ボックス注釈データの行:
━━━━━━━━━━━━━━━━━━━━━━━━━━━━━━
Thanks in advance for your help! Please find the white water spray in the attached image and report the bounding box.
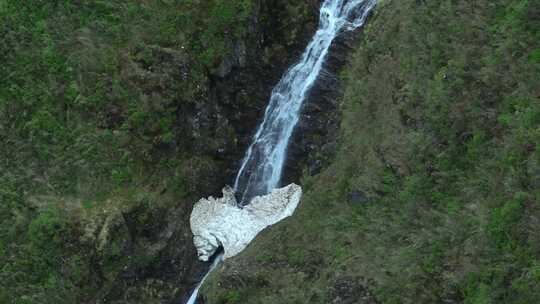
[186,0,377,304]
[234,0,377,205]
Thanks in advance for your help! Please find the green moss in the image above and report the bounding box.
[206,0,540,303]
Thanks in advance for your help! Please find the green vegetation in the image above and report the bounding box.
[0,0,252,304]
[205,0,540,304]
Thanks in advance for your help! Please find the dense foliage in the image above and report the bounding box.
[208,0,540,304]
[0,0,252,303]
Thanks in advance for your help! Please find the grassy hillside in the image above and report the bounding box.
[205,0,540,304]
[0,0,318,304]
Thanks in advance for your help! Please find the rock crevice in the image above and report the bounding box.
[190,184,302,261]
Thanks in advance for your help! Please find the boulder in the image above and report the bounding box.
[190,184,302,261]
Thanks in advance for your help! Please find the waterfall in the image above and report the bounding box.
[186,253,223,304]
[187,0,377,304]
[234,0,377,205]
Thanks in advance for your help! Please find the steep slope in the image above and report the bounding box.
[0,0,318,304]
[203,0,540,304]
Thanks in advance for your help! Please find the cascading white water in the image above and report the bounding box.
[186,253,223,304]
[186,0,377,304]
[234,0,377,205]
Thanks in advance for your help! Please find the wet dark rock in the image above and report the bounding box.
[282,24,368,184]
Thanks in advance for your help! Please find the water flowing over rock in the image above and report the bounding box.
[190,184,302,261]
[234,0,377,205]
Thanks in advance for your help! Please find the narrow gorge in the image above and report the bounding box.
[0,0,540,304]
[187,0,376,304]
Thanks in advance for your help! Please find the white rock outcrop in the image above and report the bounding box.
[190,184,302,261]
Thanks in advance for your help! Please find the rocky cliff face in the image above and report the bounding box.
[78,0,324,303]
[190,184,302,261]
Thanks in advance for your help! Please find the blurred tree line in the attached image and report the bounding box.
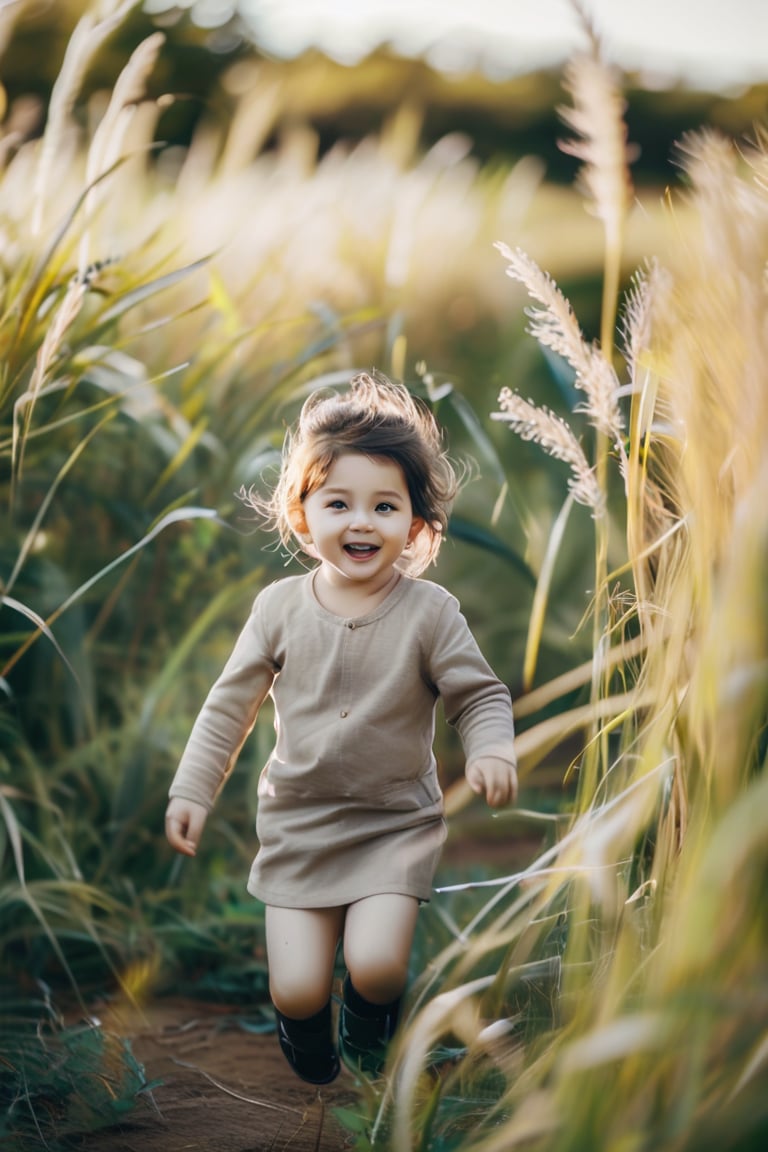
[6,0,768,185]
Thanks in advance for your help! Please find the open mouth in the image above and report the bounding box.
[344,544,379,560]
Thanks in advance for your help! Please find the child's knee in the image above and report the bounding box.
[269,972,330,1020]
[344,948,408,1003]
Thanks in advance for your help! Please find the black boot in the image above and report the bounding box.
[275,1001,340,1084]
[339,975,400,1076]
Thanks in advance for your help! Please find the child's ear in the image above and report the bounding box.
[288,505,310,536]
[408,516,425,544]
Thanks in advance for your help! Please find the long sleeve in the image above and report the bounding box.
[169,597,279,810]
[431,597,517,765]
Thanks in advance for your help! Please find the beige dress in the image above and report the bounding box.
[170,573,515,908]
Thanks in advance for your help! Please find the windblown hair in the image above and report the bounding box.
[248,371,459,576]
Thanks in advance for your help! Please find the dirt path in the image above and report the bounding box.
[70,1000,368,1152]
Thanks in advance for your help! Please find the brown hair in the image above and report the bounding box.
[248,370,458,575]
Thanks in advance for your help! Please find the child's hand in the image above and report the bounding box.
[466,756,517,808]
[166,796,208,856]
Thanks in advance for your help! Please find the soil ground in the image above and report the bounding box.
[58,840,541,1152]
[69,999,368,1152]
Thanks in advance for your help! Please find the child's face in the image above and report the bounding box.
[304,452,424,590]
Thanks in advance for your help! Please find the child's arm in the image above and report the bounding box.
[466,756,517,808]
[166,796,208,856]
━━━━━━━━━━━━━━━━━━━━━━━━━━━━━━
#### 課題
上の資料をすべて、「番号」と「本文」の二列からなるMarkdownの表として表すこと。空行は省き、画像は表に含めないこと。

#### 解答
| 番号 | 本文 |
|---|---|
| 1 | Thanks in advance for your help! Please find the white water spray in the attached image and report the bounding box. |
| 2 | [186,0,377,304] |
| 3 | [234,0,377,205] |
| 4 | Thanks in advance for your help! Please find the green moss in the image above and report the bounding box. |
| 5 | [206,0,540,303] |
| 6 | Thanks in advance for your help! Please find the green vegetation in the image above and report the bounding box. |
| 7 | [0,0,252,304] |
| 8 | [205,0,540,304] |
| 9 | Thanks in advance for your help! Please find the dense foliage in the image above and report the bounding box. |
| 10 | [208,0,540,304] |
| 11 | [0,0,252,303] |
| 12 | Thanks in advance for your help! Please find the grassy hillside in the image above and report the bounding box. |
| 13 | [205,0,540,304] |
| 14 | [0,0,318,304] |
| 15 | Thanks in advance for your help! Please find the rock crevice in the image above and report the bounding box. |
| 16 | [190,184,302,261] |
| 17 | Thanks in advance for your help! Please find the boulder in the image above and report the bounding box. |
| 18 | [190,184,302,261] |
| 19 | Thanks in advance for your help! Please find the waterfall in the image above and report the bounding box. |
| 20 | [186,253,223,304] |
| 21 | [187,0,377,304] |
| 22 | [234,0,377,205] |
| 23 | Thanks in advance for your help! Please find the steep slope in the image above and report the bounding box. |
| 24 | [0,0,318,304] |
| 25 | [203,0,540,304] |
| 26 | Thanks in advance for your help! Please find the cascading white water in the image above and report the bounding box. |
| 27 | [186,253,223,304] |
| 28 | [186,0,377,304] |
| 29 | [234,0,377,205] |
| 30 | Thanks in advance for your help! Please find the wet dark rock in the image above and report the bounding box. |
| 31 | [282,24,368,184] |
| 32 | Thanks in advance for your help! Please find the water flowing over rock in the image above and report the bounding box. |
| 33 | [190,184,302,261] |
| 34 | [234,0,377,205] |
| 35 | Thanks in advance for your help! Please find the narrow gorge in the image above and report the bounding box. |
| 36 | [0,0,540,304] |
| 37 | [187,0,376,304] |
| 38 | Thanks in advance for your help! Please find the white rock outcrop in the image above and report the bounding box. |
| 39 | [190,184,302,261] |
| 40 | Thanks in advance for your help! Please find the rocky cliff face in the image above and report the bounding box. |
| 41 | [78,0,324,303] |
| 42 | [190,184,302,261] |
| 43 | Thanks in advance for your help! Please find the blurred tree line in the attached image and report the bounding box. |
| 44 | [6,0,768,185] |
| 45 | Thanks in advance for your help! Please find the open mouth in the image above and report the bounding box. |
| 46 | [344,544,379,560] |
| 47 | Thanks in advance for your help! Please find the child's knee in the image above and report the bounding box. |
| 48 | [269,972,330,1020] |
| 49 | [344,948,408,1003] |
| 50 | Thanks in advance for your help! Please find the black boot in the image above and report the bounding box. |
| 51 | [275,1001,340,1084] |
| 52 | [339,975,400,1076] |
| 53 | Thanks in advance for your help! Please find the child's ear in the image above and report the bounding box. |
| 54 | [288,505,310,536] |
| 55 | [408,516,425,544] |
| 56 | Thanks in advance for your help! Please find the long sleeve in the image above and report the bounding box. |
| 57 | [169,597,279,810] |
| 58 | [431,597,517,765] |
| 59 | Thanks in advance for your help! Please find the beige dress in the image above and report the bounding box. |
| 60 | [170,573,515,908] |
| 61 | Thanks in advance for your help! Please find the windblown hair in the image above and report the bounding box. |
| 62 | [248,371,459,576] |
| 63 | Thanks in advance for your help! Please find the dirt path in the image above and report the bounding box. |
| 64 | [70,1000,368,1152] |
| 65 | Thanks in advance for your help! Please find the brown hair in the image above and report the bounding box. |
| 66 | [248,370,458,575] |
| 67 | Thanks in advance for your help! Please find the child's hand in the image above and report the bounding box. |
| 68 | [466,756,517,808] |
| 69 | [166,796,208,856] |
| 70 | Thanks in advance for your help! Please find the soil ground in the image above and report the bounding box. |
| 71 | [58,840,541,1152] |
| 72 | [69,999,368,1152] |
| 73 | Thanks in advance for your help! Please find the child's face in the image above and report the bounding box. |
| 74 | [304,452,424,590] |
| 75 | Thanks in advance for your help! Please find the child's arm in the image above and report the bounding box. |
| 76 | [466,756,517,808] |
| 77 | [166,796,208,856] |